▶ **What the exercise asks**
List each line of the listing below that contains the string "like". Case matters.

Dataset records
________

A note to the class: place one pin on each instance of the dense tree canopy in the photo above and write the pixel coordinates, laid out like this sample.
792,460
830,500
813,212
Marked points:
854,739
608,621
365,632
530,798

________

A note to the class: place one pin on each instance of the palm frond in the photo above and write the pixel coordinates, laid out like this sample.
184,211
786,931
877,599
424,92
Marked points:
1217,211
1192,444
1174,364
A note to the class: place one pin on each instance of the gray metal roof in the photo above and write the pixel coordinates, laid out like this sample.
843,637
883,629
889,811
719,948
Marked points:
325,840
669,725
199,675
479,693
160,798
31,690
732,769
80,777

________

▶ **Answer to this task**
A note to the class: place one pin on each instance of the dense tree canopy in the photo above and write the pixel coordinates, laid out like this sample.
A note to the class: place one pin on each instance of the palm frond in the photo above and write the pixel coordinates, laid out like this sample.
A note to the class: place one pin on each instance of the gray metal roof in the photo above and write the pixel coordinates, laid out like this sample.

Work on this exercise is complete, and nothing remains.